(Records of labeled points)
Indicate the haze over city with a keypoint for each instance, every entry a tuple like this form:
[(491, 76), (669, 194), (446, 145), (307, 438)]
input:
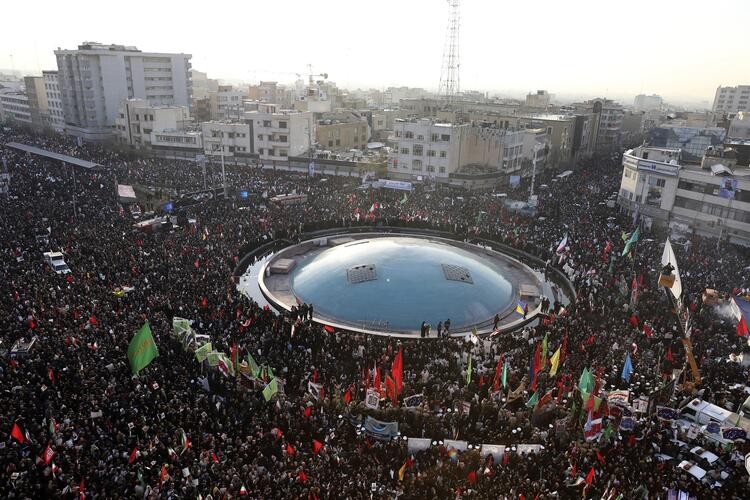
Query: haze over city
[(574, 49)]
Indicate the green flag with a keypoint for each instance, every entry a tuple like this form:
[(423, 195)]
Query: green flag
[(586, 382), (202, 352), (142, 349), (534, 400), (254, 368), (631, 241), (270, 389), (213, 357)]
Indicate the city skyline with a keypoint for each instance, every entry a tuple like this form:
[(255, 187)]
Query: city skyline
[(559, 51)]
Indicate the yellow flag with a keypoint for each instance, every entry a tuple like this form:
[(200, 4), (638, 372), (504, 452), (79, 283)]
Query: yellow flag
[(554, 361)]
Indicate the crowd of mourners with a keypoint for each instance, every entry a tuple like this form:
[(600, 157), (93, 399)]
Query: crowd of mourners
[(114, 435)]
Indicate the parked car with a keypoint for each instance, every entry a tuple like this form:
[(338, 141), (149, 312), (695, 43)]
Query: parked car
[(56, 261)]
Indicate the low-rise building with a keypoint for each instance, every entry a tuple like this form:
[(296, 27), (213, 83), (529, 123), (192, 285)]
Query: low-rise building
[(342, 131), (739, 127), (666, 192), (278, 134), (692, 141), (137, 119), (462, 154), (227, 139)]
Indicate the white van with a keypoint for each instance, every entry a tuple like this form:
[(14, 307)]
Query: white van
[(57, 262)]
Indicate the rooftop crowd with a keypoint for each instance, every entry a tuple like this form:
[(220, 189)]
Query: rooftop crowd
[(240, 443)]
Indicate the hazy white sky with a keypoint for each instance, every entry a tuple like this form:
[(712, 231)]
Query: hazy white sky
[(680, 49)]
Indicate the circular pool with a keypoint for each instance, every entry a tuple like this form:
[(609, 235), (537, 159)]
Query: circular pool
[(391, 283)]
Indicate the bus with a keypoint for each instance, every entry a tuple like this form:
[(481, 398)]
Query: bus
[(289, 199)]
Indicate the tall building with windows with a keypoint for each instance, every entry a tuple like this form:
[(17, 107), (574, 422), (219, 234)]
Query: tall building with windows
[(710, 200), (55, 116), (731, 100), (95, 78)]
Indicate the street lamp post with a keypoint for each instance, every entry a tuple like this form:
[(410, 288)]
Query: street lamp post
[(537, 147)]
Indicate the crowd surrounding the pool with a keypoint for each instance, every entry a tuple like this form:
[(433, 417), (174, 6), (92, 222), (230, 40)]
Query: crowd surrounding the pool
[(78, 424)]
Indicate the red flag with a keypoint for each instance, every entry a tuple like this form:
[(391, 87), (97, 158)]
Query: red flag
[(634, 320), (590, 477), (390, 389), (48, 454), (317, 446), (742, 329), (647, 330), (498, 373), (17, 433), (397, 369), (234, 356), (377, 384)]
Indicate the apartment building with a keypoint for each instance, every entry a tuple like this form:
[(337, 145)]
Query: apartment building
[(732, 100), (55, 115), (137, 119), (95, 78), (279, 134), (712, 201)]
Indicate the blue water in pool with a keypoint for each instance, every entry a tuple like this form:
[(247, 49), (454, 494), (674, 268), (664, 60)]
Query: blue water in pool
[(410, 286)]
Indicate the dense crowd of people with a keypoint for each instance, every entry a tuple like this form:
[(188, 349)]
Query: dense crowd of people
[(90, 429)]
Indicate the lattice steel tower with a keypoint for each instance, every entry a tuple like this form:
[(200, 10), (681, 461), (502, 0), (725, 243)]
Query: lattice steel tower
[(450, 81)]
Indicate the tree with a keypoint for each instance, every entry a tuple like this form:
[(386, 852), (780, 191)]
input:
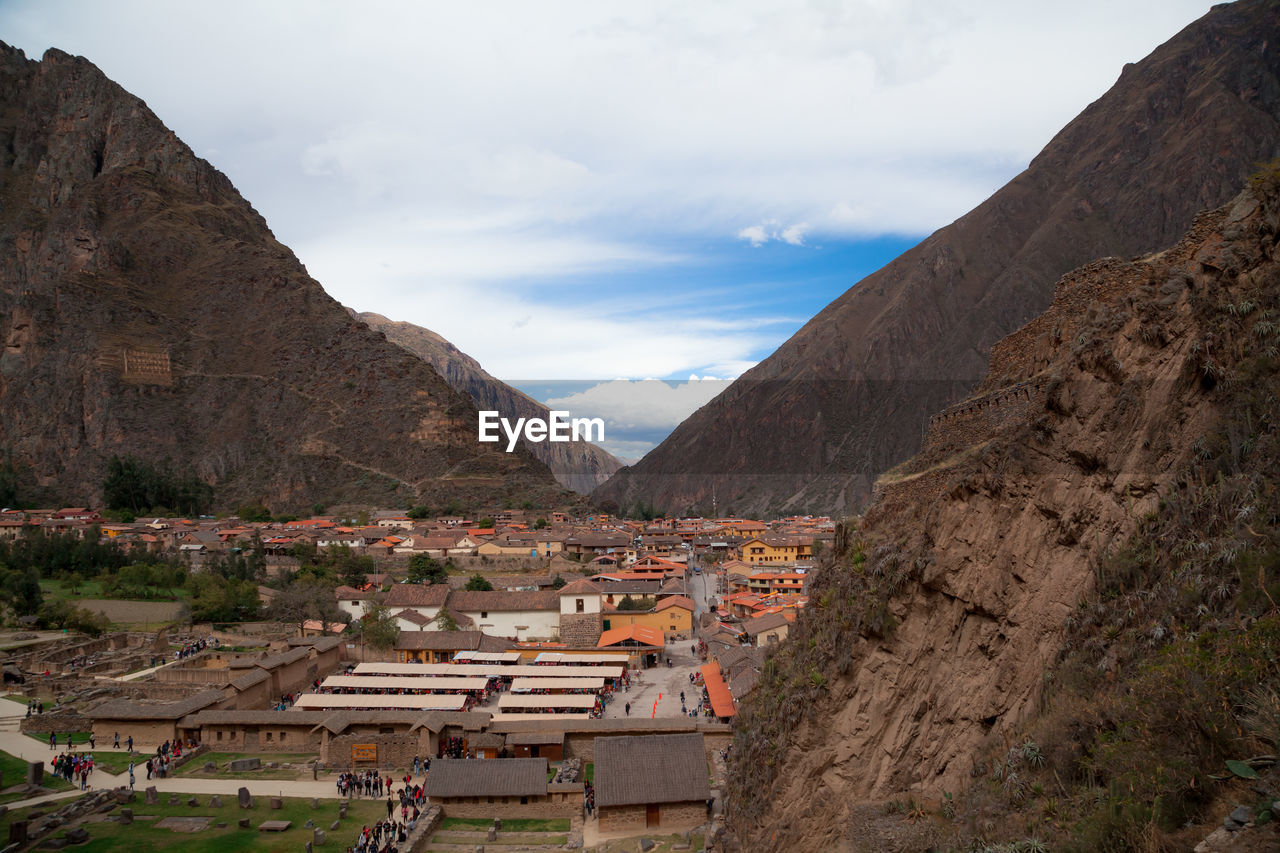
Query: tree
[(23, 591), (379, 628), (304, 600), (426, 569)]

> [What the exercise asks]
Update the entries from the line containing "Indicate the bus" through the line containing "[(289, 199)]", inclusive, by changing "bus" to "coach". Write out only those lines, with nothing else altered.

> [Task solution]
Indicate the coach with a keypoint for each instance, every entry a tuple like this form:
[(481, 398)]
Query: coach
[(289, 199)]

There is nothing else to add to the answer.